■ **Task prompt**
Set out exactly every line of the entries below, starting at the line that holds "box: [121, 32, 225, 279]" and stopping after the line that holds "positive clicks: (500, 633)".

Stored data
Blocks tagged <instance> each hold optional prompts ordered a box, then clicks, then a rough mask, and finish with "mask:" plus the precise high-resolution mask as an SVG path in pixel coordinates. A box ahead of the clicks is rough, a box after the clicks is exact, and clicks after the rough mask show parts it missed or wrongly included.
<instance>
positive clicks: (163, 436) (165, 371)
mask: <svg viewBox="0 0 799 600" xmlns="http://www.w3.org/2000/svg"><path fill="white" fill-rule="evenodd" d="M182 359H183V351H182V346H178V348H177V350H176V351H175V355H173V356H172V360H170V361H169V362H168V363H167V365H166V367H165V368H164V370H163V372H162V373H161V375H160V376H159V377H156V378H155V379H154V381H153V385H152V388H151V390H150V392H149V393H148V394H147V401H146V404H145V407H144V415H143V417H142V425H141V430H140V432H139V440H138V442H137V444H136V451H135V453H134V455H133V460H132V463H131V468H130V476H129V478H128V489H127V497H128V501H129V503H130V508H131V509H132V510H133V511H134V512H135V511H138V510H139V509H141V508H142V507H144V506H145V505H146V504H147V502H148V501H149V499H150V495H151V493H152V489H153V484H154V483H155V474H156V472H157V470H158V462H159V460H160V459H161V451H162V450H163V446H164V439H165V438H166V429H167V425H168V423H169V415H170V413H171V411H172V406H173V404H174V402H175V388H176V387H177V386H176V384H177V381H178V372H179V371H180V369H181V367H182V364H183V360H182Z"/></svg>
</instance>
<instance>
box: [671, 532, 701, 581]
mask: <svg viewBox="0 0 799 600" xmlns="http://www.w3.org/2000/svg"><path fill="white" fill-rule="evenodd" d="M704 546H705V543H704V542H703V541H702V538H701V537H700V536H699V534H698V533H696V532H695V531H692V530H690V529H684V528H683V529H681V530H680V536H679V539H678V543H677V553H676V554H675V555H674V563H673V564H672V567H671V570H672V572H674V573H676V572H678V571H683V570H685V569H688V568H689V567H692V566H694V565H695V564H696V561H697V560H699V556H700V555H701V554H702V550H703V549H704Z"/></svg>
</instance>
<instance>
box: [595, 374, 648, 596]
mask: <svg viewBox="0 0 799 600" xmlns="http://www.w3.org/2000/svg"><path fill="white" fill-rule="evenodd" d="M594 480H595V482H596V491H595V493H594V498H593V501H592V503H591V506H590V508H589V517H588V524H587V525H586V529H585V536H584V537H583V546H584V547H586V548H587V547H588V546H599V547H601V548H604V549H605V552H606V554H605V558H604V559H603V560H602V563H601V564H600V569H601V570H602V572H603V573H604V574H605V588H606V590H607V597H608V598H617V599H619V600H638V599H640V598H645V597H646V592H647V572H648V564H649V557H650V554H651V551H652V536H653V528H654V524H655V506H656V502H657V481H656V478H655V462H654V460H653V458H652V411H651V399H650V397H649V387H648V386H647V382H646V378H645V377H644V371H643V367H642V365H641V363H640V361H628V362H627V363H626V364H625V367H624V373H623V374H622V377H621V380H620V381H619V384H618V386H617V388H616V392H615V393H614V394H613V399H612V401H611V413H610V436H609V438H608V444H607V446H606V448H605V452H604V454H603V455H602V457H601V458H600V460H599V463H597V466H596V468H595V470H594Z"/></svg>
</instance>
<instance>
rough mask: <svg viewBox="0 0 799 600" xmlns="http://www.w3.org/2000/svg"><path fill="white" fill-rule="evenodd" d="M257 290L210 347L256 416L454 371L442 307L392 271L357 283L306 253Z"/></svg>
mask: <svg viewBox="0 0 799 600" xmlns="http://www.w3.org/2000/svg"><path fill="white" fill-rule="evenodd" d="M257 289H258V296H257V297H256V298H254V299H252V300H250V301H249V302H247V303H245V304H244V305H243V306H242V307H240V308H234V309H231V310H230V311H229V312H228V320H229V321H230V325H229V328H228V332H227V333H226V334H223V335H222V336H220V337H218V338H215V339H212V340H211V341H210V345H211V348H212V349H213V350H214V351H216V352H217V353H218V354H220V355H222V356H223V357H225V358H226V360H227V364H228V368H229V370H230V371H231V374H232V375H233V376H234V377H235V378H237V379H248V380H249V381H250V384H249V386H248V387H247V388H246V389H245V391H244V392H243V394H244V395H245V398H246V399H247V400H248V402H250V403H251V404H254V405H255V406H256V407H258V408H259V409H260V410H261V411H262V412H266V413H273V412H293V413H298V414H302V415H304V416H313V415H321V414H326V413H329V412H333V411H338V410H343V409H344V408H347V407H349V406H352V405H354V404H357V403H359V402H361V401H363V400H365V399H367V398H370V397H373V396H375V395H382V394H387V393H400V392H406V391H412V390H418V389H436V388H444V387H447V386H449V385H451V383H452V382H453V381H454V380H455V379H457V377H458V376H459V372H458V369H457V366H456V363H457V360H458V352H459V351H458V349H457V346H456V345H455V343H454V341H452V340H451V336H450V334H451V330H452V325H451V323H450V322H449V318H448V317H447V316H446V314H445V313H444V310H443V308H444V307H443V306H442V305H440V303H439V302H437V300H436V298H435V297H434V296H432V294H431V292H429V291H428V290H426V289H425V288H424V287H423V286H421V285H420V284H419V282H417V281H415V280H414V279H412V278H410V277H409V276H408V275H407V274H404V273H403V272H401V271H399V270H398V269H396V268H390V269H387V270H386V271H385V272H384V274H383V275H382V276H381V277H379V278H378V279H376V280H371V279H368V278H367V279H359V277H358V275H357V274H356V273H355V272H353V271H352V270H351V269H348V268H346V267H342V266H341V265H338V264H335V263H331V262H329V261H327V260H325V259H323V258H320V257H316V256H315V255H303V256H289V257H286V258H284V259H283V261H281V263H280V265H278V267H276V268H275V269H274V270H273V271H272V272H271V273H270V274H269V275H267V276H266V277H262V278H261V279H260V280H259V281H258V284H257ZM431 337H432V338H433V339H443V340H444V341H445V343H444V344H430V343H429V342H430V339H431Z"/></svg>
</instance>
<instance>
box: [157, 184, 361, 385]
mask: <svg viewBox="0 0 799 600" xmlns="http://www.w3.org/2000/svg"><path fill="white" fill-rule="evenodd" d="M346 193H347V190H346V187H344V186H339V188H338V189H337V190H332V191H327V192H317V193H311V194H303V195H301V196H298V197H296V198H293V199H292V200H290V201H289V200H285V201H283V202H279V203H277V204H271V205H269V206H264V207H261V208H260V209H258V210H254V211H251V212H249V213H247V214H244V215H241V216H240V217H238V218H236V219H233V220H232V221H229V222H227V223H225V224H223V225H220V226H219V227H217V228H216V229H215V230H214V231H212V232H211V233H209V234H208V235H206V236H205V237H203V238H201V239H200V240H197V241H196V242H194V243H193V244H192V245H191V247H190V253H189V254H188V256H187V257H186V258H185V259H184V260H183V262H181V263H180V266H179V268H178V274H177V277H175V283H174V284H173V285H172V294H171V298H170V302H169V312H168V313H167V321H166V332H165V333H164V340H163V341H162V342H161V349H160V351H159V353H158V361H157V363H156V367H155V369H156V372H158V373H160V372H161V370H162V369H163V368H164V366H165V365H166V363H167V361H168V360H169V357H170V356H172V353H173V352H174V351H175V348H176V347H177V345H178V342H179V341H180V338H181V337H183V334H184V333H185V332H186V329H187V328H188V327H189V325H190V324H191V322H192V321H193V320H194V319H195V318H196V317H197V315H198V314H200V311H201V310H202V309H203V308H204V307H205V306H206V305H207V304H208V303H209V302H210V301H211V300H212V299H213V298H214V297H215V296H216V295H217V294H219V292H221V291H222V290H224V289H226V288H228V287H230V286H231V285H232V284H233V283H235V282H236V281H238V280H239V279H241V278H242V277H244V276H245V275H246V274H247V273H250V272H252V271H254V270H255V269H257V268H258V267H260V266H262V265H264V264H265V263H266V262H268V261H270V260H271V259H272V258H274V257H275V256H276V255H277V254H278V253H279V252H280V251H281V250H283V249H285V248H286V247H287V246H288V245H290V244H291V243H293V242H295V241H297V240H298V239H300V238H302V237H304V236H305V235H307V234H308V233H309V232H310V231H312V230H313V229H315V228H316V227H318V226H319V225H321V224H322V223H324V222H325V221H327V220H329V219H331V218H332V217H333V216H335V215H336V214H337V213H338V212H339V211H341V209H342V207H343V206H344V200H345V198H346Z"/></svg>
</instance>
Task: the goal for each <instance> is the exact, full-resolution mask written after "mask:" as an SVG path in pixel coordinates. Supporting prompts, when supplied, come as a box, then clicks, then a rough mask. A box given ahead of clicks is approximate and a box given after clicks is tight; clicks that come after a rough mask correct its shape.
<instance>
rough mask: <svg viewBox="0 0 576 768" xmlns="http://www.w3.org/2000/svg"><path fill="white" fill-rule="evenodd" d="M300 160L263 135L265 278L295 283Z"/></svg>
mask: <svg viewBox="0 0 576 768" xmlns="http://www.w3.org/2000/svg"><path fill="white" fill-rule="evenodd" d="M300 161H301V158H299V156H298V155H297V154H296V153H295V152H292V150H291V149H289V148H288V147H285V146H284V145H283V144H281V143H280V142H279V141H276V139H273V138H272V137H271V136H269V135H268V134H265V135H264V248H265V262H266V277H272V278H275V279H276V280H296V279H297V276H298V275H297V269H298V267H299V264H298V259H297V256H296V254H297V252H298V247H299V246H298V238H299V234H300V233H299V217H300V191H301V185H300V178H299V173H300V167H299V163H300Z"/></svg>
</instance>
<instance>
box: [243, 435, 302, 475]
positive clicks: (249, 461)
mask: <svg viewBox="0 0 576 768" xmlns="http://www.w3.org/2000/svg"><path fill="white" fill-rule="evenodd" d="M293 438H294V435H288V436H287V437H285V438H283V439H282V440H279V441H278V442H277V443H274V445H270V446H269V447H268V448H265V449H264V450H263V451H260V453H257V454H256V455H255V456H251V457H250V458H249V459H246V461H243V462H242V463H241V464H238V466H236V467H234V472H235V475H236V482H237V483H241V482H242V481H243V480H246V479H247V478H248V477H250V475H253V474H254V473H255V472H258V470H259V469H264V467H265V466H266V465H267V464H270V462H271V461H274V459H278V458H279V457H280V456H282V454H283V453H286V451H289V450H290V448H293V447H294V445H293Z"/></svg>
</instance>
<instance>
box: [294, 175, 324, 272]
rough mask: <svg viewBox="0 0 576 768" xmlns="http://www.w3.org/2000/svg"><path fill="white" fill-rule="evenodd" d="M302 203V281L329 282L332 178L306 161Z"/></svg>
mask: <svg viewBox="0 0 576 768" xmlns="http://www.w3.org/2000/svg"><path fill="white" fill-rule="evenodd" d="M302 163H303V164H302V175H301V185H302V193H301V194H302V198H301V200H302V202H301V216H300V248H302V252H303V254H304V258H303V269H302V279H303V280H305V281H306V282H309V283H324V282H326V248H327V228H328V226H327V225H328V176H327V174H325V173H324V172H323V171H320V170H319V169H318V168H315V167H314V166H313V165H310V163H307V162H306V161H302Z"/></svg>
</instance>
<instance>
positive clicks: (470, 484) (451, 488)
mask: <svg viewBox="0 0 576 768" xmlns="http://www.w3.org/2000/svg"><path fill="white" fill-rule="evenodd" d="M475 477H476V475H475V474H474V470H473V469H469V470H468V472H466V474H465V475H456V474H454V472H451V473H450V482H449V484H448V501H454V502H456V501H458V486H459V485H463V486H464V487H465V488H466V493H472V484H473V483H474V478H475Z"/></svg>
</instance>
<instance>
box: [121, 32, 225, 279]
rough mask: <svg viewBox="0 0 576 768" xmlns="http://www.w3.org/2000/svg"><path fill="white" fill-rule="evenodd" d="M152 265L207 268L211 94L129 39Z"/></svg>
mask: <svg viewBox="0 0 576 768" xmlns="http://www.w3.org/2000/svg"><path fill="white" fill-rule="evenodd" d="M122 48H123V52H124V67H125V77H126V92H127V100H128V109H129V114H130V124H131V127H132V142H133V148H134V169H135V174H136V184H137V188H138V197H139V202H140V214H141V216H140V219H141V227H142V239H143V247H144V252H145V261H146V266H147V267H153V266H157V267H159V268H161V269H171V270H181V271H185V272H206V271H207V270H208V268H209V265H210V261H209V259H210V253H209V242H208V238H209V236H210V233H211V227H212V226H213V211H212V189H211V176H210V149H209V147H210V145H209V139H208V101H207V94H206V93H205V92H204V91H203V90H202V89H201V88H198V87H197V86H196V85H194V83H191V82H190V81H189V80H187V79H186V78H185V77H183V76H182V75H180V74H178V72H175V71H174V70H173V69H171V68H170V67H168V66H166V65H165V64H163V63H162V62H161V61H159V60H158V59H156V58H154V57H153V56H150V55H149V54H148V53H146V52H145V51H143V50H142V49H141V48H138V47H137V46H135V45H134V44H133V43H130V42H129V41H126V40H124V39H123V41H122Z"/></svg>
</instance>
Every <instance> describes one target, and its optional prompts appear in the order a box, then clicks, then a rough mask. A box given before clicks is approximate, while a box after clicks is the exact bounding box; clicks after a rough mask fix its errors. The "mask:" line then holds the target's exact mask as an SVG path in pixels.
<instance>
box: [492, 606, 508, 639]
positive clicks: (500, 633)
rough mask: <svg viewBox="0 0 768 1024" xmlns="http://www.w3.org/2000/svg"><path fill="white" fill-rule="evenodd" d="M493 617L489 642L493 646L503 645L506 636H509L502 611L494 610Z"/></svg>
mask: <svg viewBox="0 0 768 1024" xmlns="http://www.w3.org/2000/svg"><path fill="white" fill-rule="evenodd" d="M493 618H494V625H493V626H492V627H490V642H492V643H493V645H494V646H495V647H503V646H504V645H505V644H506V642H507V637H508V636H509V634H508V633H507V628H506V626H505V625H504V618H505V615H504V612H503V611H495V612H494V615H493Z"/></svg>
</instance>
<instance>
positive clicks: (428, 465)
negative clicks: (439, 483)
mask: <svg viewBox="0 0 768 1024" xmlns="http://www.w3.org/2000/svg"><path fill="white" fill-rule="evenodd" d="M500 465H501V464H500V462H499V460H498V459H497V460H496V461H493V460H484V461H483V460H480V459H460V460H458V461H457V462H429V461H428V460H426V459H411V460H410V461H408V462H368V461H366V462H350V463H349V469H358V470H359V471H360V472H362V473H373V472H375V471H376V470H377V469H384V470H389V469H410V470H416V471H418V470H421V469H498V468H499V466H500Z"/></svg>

■ **Solution**
box: [121, 32, 225, 279]
rough mask: <svg viewBox="0 0 576 768" xmlns="http://www.w3.org/2000/svg"><path fill="white" fill-rule="evenodd" d="M152 265L207 268L211 94L129 39Z"/></svg>
mask: <svg viewBox="0 0 576 768" xmlns="http://www.w3.org/2000/svg"><path fill="white" fill-rule="evenodd" d="M122 48H123V52H124V67H125V77H126V92H127V100H128V109H129V114H130V124H131V127H132V142H133V148H134V169H135V174H136V184H137V188H138V197H139V202H140V214H141V216H140V219H141V227H142V239H143V247H144V252H145V261H146V266H147V267H153V266H157V267H159V268H161V269H171V270H181V271H185V272H206V271H207V270H208V268H209V265H210V261H209V259H210V253H209V242H208V238H209V236H210V233H211V227H212V226H213V211H212V189H211V176H210V149H209V147H210V145H209V139H208V101H207V94H206V93H205V92H204V91H203V90H202V89H201V88H198V87H197V86H196V85H194V83H191V82H190V81H189V80H187V79H186V78H185V77H183V76H182V75H180V74H178V72H175V71H174V70H173V69H171V68H170V67H168V66H166V65H165V64H163V63H162V62H161V61H159V60H158V59H156V58H154V57H153V56H150V55H149V54H148V53H146V52H145V51H143V50H142V49H141V48H138V47H137V46H135V45H134V44H133V43H130V42H129V41H126V40H124V39H123V41H122Z"/></svg>
</instance>
Every <instance> describes one target, and its optional prompts appear in the order a box, then clicks, then a rough mask. A box given before clicks is approximate, while a box after clicks is the exact bounding box; clicks after a rough mask fix its errors. The "mask:" line then holds the target's exact mask as an SVG path in pixels.
<instance>
box: [492, 606, 508, 639]
positive clicks: (500, 633)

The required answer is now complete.